● What this exercise asks
a - In the pirate party music thread below, rewrite the paragraph beginning "Your 7 yr old son may especially like" as one shorter sentence that keeps its main facts.
b - In the pirate party music thread below, which song does Evil Bob say is also his ringtone?
c - Extend the pirate party music thread below by writing the next reply after its final post.

● Excerpted passage
Content starts

# Pirate Party Themed Music



## berkisho

My 7 year old is having a pirate birthday party...

I am looking for pirate themed music (not sound effects); I already have the Disney Pirates of the Carribean ride sound track...anyone have anything else?


----------



## Evil Bob

Try Captain Boggs and Salty. I'm using several of their songs in my pirate haunt.


----------



## berkisho

evilbob said:


> Try Captain Boggs and Salty. I'm using several of their songs in my pirate haunt.


Which album(s) do you recommend?


----------



## Pumpkinprincess

Here's my short list... (look up on itunes, some artists unknown)

Pirates of the Black Tide

* my favorite- A Pirates Life is Peaceful (til someone cuts you up)- Pirate Jenny

Spooky Scary Skeletons (not exactly Pirates, but goes with the theme)

The Pirate I was Meant to Be

Professional Pirate, Cabin Fever, Shiver Me Timbers (Muppet Treasure Island)

You are a Pirate (Lazytown)

Pirate says ARR (Backyardigans)

A Pirate Song -Ray Stevens

Billy Bones- Skip Henderson

I'll add more as I think of 'em!


----------



## Evil Bob

berkisho said:


> Which album(s) do you recommend?


I downloaded the songs separately, but the ones I'm using are:

Pieces of Eight
Part of Your World
Scurvy! (this is also my ringtone)
Pull away Home
Weigh Anchor


----------



## Rich B

Your 7 yr old son may especially like a song called "the worst pirate" by an irish band called Ceann, the twist is the singer is berating someone for being the worst pirate in the world, because she's a girl YouTube - The Worst Pirate.


----------



## Rich B

berkisho said:


> My 7 year old is having a pirate birthday party...
> 
> I am looking for pirate themed music (not sound effects); I already have the Disney Pirates of the Carribean ride sound track...anyone have anything else?




Amazon.com: Pirates of the Caribbean: Swashbuckling Sea Songs: Various Artists: Music

Disney's Pirates Of The Caribbean Swashbuckling Adventures CD (saw it at Party City today in the pirate party section


----------



## mryantaylor

Track #11 on my CD "Thirteen for Halloween" is called "The Ghost Ship" and is loosely based on the situation from Pirates of the Caribean.

Also, Eric Herman has a great pirate track on his album, "Monkey Business"

Content ends

Source data:
Content starts

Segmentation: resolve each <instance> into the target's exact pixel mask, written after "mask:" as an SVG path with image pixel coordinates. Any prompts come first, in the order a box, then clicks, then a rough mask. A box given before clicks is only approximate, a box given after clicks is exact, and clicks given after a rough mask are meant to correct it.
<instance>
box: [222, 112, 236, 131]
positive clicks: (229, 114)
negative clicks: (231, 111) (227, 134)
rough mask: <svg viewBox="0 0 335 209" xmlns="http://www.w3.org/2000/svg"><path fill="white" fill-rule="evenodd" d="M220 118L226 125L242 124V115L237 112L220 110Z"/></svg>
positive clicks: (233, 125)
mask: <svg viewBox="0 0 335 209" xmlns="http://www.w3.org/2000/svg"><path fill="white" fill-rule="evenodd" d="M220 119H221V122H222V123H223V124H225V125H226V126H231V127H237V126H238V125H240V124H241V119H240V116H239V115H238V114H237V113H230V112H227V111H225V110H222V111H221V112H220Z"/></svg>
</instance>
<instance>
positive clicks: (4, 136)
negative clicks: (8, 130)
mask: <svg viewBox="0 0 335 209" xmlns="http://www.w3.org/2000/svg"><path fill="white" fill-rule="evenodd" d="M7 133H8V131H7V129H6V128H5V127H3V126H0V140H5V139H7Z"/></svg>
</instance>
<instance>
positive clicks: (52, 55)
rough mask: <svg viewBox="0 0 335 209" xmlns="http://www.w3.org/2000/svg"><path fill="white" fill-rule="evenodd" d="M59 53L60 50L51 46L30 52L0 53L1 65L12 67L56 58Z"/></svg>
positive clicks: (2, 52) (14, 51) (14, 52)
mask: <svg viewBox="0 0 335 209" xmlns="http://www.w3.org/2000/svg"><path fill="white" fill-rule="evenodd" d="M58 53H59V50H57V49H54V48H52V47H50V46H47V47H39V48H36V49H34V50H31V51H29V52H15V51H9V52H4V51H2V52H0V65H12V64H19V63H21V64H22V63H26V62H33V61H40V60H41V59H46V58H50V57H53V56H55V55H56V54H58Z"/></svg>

Content ends

● Answers
a - Rich B recommends "The Worst Pirate" by the Irish band Ceann, in which the singer berates someone for being the worst pirate in the world because she's a girl.

b - "Scurvy!"

c -
----------



## toddsdarlin

These are awesome! My halloween theme this year is pirates and these are perfrect! Thank you 

Here is one... My Jolly Sailor Bold


----------



## mikieofthedead

Hey there - check out the cd "Rogues Gallery Pirate Ballads" compilation of folk artists doing pirate ballads really puts you in pirate mood (the language is pretty bad in some songs though). Also check out Mad Caddies -Wierd Beard (kids will love it)


----------



## repo_man




----------



## toddsdarlin

Will definitely use some of those from the Rogues Gallery, thank you!


----------



## star_girl_mag

Here's two songs I LOVE that you may not have heard yet. Not sure of their appropriateness for what you're doing but...





































The "Pirates Who Don't Do Anything" was actually from a kids show and there is a version of it that is less rock. I am really surprised no one suggested it yet. Good luck!


----------



## Annea

What about sea shanties "blow the man down", "drunken sailor" and "Santie Ana" - http://www.youtube.com/watch?v=nPIcwFKrTus


----------



## Drayvan

Nox Arcana also has a whole album dedicated to the high seas. 
Here is a sample 
http://www.youtube.com/watch?v=e_Jk4oIWW9s&feature=player_detailpage


----------



## ROCKNRUDE

I was going to totally recommend Alestorm & Swashbuckle, but then I saw that it's for a seven year old's party. What about the music for Disney Junior's Jake and the Neverland Pirates? Sharky & Bones are hilarious!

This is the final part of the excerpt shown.